[About this task]:
Output everything in the data exactly, leaving the pictures out.

[Data for the task]:

· · ·

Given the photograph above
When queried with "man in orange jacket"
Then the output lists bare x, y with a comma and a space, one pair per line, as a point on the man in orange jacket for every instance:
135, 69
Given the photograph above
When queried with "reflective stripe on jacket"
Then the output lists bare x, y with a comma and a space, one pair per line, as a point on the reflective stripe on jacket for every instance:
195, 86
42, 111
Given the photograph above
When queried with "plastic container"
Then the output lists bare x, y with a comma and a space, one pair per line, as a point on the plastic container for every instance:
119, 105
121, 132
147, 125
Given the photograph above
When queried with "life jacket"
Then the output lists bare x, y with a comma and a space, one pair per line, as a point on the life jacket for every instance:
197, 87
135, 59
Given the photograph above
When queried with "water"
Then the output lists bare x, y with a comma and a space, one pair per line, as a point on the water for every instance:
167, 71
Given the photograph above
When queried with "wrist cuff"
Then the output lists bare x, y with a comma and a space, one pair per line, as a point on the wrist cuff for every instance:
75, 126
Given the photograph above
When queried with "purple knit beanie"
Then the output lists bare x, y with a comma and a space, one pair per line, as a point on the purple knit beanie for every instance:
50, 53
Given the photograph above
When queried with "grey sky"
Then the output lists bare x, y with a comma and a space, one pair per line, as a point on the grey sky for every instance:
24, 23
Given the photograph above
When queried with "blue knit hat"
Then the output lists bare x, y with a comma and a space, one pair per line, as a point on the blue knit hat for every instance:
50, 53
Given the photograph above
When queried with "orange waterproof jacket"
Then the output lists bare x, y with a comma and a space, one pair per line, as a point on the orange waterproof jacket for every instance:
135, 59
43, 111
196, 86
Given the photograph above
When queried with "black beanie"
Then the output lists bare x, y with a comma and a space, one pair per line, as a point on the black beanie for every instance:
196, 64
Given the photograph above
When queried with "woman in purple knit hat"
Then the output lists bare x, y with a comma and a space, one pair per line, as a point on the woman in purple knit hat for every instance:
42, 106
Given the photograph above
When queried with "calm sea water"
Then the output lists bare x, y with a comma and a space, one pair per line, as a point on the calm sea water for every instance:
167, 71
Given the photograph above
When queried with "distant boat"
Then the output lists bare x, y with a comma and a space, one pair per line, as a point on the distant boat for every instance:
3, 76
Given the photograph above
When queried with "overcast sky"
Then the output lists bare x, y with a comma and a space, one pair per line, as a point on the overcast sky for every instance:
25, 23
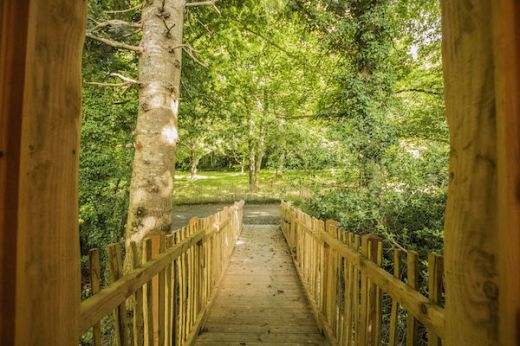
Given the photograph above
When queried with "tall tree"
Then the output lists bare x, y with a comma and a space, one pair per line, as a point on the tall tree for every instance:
156, 132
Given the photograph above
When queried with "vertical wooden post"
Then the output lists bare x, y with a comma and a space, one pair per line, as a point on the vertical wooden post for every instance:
95, 286
506, 47
40, 105
482, 231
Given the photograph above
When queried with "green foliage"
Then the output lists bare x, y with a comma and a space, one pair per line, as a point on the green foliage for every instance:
306, 86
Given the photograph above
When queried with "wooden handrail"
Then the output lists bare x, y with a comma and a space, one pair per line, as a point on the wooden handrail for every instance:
345, 286
430, 314
101, 304
184, 275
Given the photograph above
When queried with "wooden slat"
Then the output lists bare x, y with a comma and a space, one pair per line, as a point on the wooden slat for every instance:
432, 316
137, 323
355, 291
363, 309
115, 266
394, 314
169, 296
379, 296
288, 322
147, 297
161, 299
95, 285
98, 306
412, 336
435, 270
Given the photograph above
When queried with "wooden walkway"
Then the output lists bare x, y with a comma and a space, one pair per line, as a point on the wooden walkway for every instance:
261, 300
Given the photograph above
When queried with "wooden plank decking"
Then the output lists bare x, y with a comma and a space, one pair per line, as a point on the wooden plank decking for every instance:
261, 300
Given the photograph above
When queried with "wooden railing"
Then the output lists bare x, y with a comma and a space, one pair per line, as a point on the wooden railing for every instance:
354, 300
164, 300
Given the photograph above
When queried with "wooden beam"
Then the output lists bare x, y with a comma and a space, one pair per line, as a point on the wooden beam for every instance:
40, 115
506, 44
482, 237
13, 39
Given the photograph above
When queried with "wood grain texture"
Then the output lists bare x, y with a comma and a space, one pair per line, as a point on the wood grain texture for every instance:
506, 48
43, 200
13, 41
482, 217
255, 305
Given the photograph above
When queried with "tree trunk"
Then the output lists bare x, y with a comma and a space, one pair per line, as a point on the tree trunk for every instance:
260, 150
252, 154
252, 171
194, 164
151, 188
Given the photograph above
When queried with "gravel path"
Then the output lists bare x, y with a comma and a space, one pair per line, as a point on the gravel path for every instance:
253, 213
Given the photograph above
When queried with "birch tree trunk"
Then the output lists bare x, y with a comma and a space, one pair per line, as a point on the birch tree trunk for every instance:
151, 188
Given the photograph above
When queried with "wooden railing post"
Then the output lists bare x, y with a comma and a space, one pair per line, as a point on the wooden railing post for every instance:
147, 297
394, 314
435, 271
413, 281
137, 323
115, 266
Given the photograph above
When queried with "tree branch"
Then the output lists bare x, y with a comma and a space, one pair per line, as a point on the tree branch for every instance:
189, 50
126, 81
416, 90
272, 43
203, 3
115, 22
125, 11
115, 44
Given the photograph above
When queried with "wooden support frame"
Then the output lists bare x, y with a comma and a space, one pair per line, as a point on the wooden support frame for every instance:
40, 102
481, 52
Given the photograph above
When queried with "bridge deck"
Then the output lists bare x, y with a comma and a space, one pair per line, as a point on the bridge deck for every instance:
261, 300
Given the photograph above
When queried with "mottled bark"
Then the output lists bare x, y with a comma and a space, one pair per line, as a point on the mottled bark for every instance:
156, 131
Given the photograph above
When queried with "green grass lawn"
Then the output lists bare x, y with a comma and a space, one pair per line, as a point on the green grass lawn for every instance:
229, 186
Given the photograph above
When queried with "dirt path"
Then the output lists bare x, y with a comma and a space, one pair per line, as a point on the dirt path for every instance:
253, 213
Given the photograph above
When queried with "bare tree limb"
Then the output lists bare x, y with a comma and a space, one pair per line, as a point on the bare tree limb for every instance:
111, 85
136, 7
115, 44
200, 3
115, 22
203, 3
126, 79
190, 51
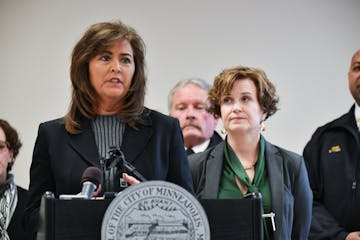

· · ·

[Answer to this exercise]:
Given the photograph above
When queried with "man in orange jacket"
Then the output lists bare x, y with a comma and a space, one pair per line, as a point on the man in orange jacket for every instance:
135, 69
Given the photograph above
When queried with "reflective stripe on jacket"
Then the output lists bare x, y with a comma and a space, one pair per line, as a point on the reflective stripe on jacket for every instance:
195, 86
42, 111
Given the photograph above
When queried with "plastic container"
Then the output lists bare x, y with a comma and a space, one pair per line, as a point on the plastic container for every instance:
119, 105
121, 132
147, 125
Given the photograph above
When queried with "life jacket"
Then the output lists bare x, y with a comma and a space, one pair per line, as a point on the life jacket for every instance:
197, 87
135, 59
Given the photograph above
When queried with "water"
Then the output lists bare x, y with a comma and a space, one pair per line, as a point on the water for every instance:
167, 71
Given the photograph above
When queried with "wrist cuff"
Then the output lists bare x, y with a comma and a space, one pair per line, as a point on the wrist cuff for every instance:
75, 126
Given the photograph above
When queried with "purple knit beanie"
Then the output lists bare x, y with a comma and a space, one pair per line, as a point on the purple knit beanie for every instance:
50, 53
Given the photograph above
When queried with "grey sky"
Then the output lists bare x, y with a comma and a space, one pair per line, as a point on the grey sky for every instance:
24, 23
Given the photograph above
When queried with "blue knit hat"
Then the output lists bare x, y with a comma and a space, one pair per line, as a point on the blue knit hat for every instance:
50, 53
Given the photograph above
When queried with "orange waterproof jacket"
Then the output lists bare x, y with a comma and a space, one pair per line, as a point on the orange waterproof jacket for every instance:
135, 59
43, 111
196, 86
Given the photograph above
When queried with "black beanie"
Then the output lists bare x, y with a comma and a space, one pair per line, as a point on the black beanie for every instance:
196, 64
Given the photograph above
When queried with "woman in purple knit hat"
Then the output lists bare x, y with a comma and a space, one pair per line, as a point on the woman in purple knit hat for every instance:
42, 106
Given the photograph above
When queried with "calm sea water"
Then the output lists bare x, y with a comma and a space, one pair per line, as a point on the calm sea water for every instance:
167, 71
Given the photograph above
When queried with "distant boat"
Then the output lists bare x, y with a comma and a space, one pair per line, as a point on the distant boat for every instance:
3, 76
Given the photograph above
When queried with "overcast sky"
Then the output lists bare x, y with a comma and a space, one pair per line, as a point on the overcast sky for every instance:
25, 23
Given the photograph above
When queried with "tall tree"
Then the output lists bare x, y with a comma and a space, one pair per line, as a point on the tall tree for every instance:
156, 132
Given the photograph above
When queried with "vertical wooden post"
Then the output lists bare x, y with a comma and a space, one pair per line, as a point on the vertical wooden post for every instance:
95, 286
506, 47
40, 105
482, 231
Given the photograph above
When queried with "green foliage"
Then the output lists bare x, y with a comma and a space, one pair per line, as a point on the green foliage for every instance:
306, 86
Given the photograph above
When queried with "wooden handrail"
Then the output lists bare x, y with a comma and a space, one pair per line, as a point on the wooden handrail for every instance:
345, 286
430, 314
101, 304
184, 275
Given the photograph above
When queried with "wooden slat"
Then the output lists bare x, y with a comma and a space, one pair per line, as a point on the wooden slat for every instance:
432, 316
137, 323
355, 291
363, 309
115, 266
394, 314
169, 296
379, 296
288, 322
147, 297
161, 299
95, 285
98, 306
412, 336
435, 270
Given the photograph above
When queried with "wooden walkway"
Then the output lists bare x, y with a comma and a space, one pair per line, as a point on the wooden walkway for every instance:
261, 300
Given the photograph above
When queried with "wooden plank decking"
Then the output lists bare x, y with a comma and a space, one pair per line, as a point on the wooden plank decking for every instance:
261, 300
Given the photograph above
When queried with "wooden railing"
Then the output lists bare x, y with a comma and a space, one pair per line, as a point on the wooden railing for every instance:
354, 300
164, 300
Given the photograph above
When queried with "wooden beam"
Then the output lists bare x, y with a comma and a space, one pair per line, as a point on the wooden beam for every instance:
40, 115
506, 44
482, 237
13, 39
Given the photograph above
When queried with "wood grain texture"
Then the output lists bare x, y with a comma and a space, one pair per line, as a point on the wood grain texture for every instance:
506, 48
43, 200
13, 41
482, 217
255, 305
Given the photograph above
When queried with "tree trunk"
Then the output lists bare x, y with a comma and a space, one pair per line, as a point on the tree trunk for every instance:
260, 150
252, 154
252, 171
194, 164
151, 188
Given the photograph above
When queried with "gravel path"
Then the output lists bare x, y with a comma and a space, one pair per line, as a point on the gravel path for every instance:
253, 213
Given the photograph above
When queried with "birch tree trunk"
Then the output lists bare x, y with a comma and a space, one pair per line, as a point on the birch tree trunk for every instance:
151, 188
Given the photograph above
When queried with "wooden railing post"
Then the output lists bare x, y with a comma and a space, one pair per line, as a point on the wooden railing post for every instance:
147, 297
394, 314
435, 271
413, 281
137, 323
115, 266
Given the photograph above
When queried with "tree branch"
Then the output lists bare x, y with a comma and a space, one pair per line, as a point on the tree branch for every instance:
189, 50
126, 81
416, 90
272, 43
203, 3
115, 22
125, 11
115, 44
Given the photograph above
When queried with "wooden support frame"
Then the output lists bare x, y with a comma and a space, one pair per line, as a point on the wooden support frame for every instance:
40, 102
481, 52
Given the photograph above
When queried with "bridge deck"
Then the output lists bare x, y with a comma and a space, one pair per line, as a point on the bridge deck for every instance:
261, 300
Given the photograph above
When queried with "mottled bark"
Then the output lists bare x, y with a comma and a space, one pair per line, as a point on the mottled bark for every instance:
156, 131
Given the photograph above
When queried with "green grass lawn"
Then the output lists bare x, y with a comma and a space, one pair per line, as a point on the green grass lawn for every instance:
229, 186
Given the photograph above
When queried with "dirt path"
Then the output lists bare x, y with a comma and a space, one pair per line, as a point on the dirt path for every instance:
253, 213
Given the photograph above
When queried with "bare tree limb"
Then the output lists bare x, y with a comma and a space, one pair per line, as a point on the bare tree limb for every instance:
111, 85
136, 7
115, 44
200, 3
115, 22
203, 3
126, 79
190, 51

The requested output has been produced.